## About this task
Which lines in the records below contain the word "yellow"? Report each of them.

★ ★ ★ ★

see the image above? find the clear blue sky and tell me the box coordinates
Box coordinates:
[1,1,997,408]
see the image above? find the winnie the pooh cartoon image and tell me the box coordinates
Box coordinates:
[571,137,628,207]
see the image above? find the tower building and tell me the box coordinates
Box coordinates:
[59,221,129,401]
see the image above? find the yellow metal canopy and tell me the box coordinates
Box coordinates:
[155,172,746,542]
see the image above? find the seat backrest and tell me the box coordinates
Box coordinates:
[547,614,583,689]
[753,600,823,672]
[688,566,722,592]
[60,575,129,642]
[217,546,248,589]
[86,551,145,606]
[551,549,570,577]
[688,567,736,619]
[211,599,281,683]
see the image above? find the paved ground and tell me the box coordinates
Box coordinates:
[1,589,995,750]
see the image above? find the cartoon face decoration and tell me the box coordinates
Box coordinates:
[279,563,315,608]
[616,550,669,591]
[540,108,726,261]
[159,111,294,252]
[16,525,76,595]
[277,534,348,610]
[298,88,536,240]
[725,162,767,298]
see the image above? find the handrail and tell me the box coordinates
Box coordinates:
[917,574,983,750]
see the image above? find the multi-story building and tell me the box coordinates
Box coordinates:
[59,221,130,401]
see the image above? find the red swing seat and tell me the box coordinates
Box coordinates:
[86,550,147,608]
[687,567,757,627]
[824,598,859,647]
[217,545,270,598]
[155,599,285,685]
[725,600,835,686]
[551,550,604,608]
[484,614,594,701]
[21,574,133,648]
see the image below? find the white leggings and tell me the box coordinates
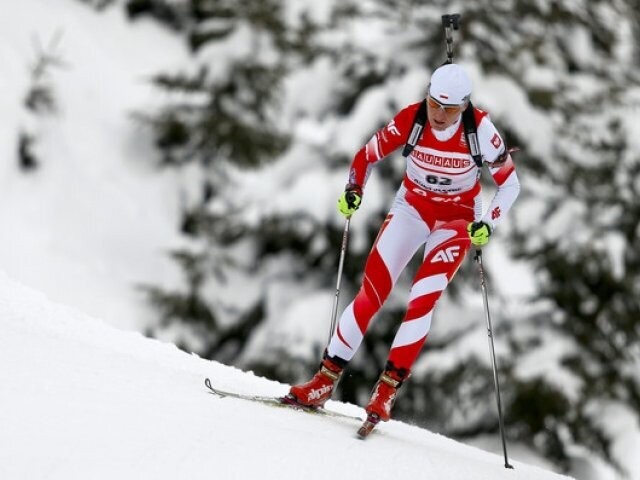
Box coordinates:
[327,197,471,372]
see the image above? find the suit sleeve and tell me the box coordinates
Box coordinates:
[476,116,521,229]
[347,103,420,188]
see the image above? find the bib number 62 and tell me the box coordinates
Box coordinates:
[426,175,452,185]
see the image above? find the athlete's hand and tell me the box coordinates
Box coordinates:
[337,184,362,217]
[467,221,491,247]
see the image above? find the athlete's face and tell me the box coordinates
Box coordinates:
[427,95,466,131]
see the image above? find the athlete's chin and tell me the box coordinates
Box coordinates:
[431,122,447,131]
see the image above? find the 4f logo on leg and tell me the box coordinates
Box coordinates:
[431,245,461,263]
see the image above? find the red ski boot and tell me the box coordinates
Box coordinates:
[364,368,407,422]
[284,355,345,408]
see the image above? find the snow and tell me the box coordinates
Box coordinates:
[0,270,574,480]
[0,0,189,331]
[474,70,554,159]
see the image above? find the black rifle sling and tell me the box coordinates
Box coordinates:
[402,100,483,169]
[462,101,483,168]
[401,99,427,158]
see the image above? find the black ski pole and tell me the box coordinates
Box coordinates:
[328,217,350,343]
[441,13,461,64]
[475,249,514,470]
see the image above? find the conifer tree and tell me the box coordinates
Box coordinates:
[128,0,640,473]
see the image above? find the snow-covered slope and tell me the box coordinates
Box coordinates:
[0,271,573,480]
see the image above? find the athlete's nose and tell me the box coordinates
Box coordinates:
[431,108,448,122]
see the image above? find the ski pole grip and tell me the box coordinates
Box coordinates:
[441,13,461,30]
[441,13,461,64]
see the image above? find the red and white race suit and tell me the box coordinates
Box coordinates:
[326,102,520,372]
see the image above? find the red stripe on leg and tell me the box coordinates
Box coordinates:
[363,248,393,306]
[405,292,440,321]
[336,325,353,350]
[388,335,429,372]
[353,247,392,332]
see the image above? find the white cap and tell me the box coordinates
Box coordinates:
[428,63,472,105]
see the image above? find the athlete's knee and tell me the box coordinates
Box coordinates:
[426,239,468,267]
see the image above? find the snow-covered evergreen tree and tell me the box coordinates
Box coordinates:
[122,0,640,474]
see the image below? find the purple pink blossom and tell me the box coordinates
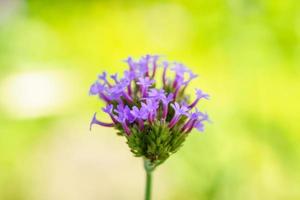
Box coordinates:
[89,55,210,136]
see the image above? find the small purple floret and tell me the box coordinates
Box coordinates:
[189,89,209,109]
[137,77,155,97]
[169,103,189,128]
[110,73,119,83]
[90,113,114,130]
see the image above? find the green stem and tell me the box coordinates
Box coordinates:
[144,159,154,200]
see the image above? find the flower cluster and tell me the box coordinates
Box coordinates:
[90,55,210,165]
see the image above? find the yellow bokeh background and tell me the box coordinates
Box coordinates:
[0,0,299,199]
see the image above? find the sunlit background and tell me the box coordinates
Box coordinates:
[0,0,300,199]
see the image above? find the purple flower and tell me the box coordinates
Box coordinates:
[124,57,136,71]
[194,112,210,131]
[90,55,210,137]
[131,106,149,130]
[148,89,166,100]
[108,84,124,100]
[172,102,189,115]
[110,73,119,83]
[194,121,205,132]
[90,113,114,130]
[139,55,151,76]
[141,98,159,124]
[150,55,160,78]
[131,106,149,120]
[117,116,131,135]
[171,63,191,77]
[89,55,211,168]
[102,104,118,124]
[147,89,174,120]
[114,105,132,135]
[189,89,210,109]
[181,109,202,132]
[124,106,136,123]
[137,77,155,97]
[124,70,136,81]
[173,84,182,101]
[193,113,210,132]
[177,72,198,99]
[109,79,133,103]
[184,111,210,133]
[125,56,154,78]
[196,89,210,99]
[162,61,169,87]
[102,104,113,114]
[98,72,112,87]
[184,72,198,85]
[89,81,103,95]
[114,105,136,124]
[171,63,189,78]
[89,82,111,103]
[126,56,148,77]
[161,93,174,120]
[170,63,195,93]
[169,103,189,128]
[162,93,174,105]
[123,71,135,96]
[137,77,155,88]
[143,99,159,113]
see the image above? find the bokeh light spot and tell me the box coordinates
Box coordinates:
[0,69,73,119]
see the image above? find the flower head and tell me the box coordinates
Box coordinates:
[89,55,210,165]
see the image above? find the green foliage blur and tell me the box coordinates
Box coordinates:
[0,0,299,199]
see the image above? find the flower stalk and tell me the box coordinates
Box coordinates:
[144,159,154,200]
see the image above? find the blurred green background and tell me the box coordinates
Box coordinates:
[0,0,299,199]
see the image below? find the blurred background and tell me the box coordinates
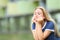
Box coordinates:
[0,0,60,40]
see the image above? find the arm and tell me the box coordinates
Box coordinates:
[31,25,39,40]
[31,22,39,40]
[36,23,51,40]
[31,16,39,40]
[31,29,39,40]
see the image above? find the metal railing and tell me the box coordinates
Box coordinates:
[0,13,33,34]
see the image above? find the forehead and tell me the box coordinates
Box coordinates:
[35,8,43,13]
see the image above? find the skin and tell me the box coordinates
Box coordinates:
[32,8,52,40]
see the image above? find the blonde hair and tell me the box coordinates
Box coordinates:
[35,6,58,36]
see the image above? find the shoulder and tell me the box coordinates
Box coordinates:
[45,21,54,32]
[46,21,54,28]
[47,21,54,25]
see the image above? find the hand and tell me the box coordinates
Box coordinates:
[36,15,44,23]
[32,15,37,23]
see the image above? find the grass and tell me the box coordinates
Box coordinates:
[0,32,34,40]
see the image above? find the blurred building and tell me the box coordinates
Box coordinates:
[0,0,60,40]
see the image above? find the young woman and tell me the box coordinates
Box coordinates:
[31,7,60,40]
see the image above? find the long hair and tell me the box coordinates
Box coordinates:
[34,6,58,36]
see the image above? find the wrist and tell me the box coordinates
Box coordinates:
[36,23,42,28]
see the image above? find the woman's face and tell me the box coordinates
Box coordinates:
[34,8,45,21]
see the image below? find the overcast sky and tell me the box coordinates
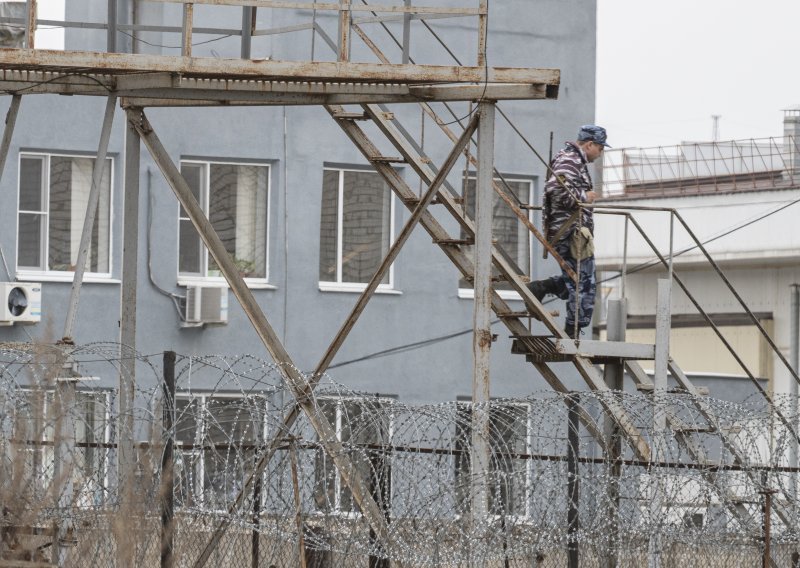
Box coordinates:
[596,0,800,149]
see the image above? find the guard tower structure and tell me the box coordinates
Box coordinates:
[1,2,798,567]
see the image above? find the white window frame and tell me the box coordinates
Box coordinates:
[457,174,536,302]
[174,391,269,510]
[311,395,395,517]
[177,159,273,289]
[454,400,533,521]
[318,167,399,294]
[16,151,115,282]
[13,387,113,508]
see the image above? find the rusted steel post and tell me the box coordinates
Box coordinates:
[289,442,307,568]
[161,351,176,568]
[63,95,117,341]
[0,95,22,185]
[762,488,776,568]
[337,0,351,62]
[119,104,140,561]
[25,0,36,49]
[241,5,253,59]
[476,0,487,66]
[471,102,494,521]
[566,393,580,568]
[401,0,411,63]
[53,372,77,567]
[602,300,626,568]
[182,3,194,57]
[107,0,117,52]
[368,446,390,568]
[251,460,261,568]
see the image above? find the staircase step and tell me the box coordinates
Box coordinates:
[370,156,406,163]
[462,274,507,283]
[512,336,656,363]
[330,111,369,120]
[402,195,461,206]
[497,309,559,320]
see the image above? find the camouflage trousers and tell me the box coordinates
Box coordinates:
[544,239,597,329]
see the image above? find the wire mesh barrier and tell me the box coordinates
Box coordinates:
[1,343,799,566]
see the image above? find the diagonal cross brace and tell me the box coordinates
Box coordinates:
[124,107,394,568]
[183,107,480,563]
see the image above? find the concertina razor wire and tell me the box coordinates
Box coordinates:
[0,342,799,566]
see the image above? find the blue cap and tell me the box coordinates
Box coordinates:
[577,124,611,147]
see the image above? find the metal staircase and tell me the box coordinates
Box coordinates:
[329,101,653,461]
[327,95,799,535]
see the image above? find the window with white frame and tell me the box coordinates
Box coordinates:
[6,388,112,508]
[319,167,394,288]
[179,161,270,280]
[174,393,267,510]
[454,401,529,517]
[313,397,392,514]
[17,153,112,275]
[459,175,535,292]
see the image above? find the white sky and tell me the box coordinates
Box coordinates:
[35,1,65,50]
[596,0,800,149]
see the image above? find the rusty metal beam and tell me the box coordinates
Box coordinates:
[0,48,559,85]
[152,0,484,16]
[24,0,35,49]
[471,101,494,520]
[182,3,194,57]
[0,76,553,106]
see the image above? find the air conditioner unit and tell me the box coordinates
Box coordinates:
[184,286,228,326]
[0,282,42,325]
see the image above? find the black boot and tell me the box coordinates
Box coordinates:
[527,278,554,301]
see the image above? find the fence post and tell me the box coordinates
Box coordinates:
[368,446,390,568]
[251,453,261,568]
[161,351,176,568]
[761,488,776,568]
[567,393,580,568]
[603,299,627,568]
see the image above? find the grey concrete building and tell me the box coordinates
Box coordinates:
[0,1,599,403]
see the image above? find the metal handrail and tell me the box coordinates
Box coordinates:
[591,203,800,389]
[592,208,800,450]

★ ★ ★ ★

## Exercise answer
see the image above? find the yellow metal canopy and tell me the box coordinates
see the image above? find the yellow bokeh background and tell me the box coordinates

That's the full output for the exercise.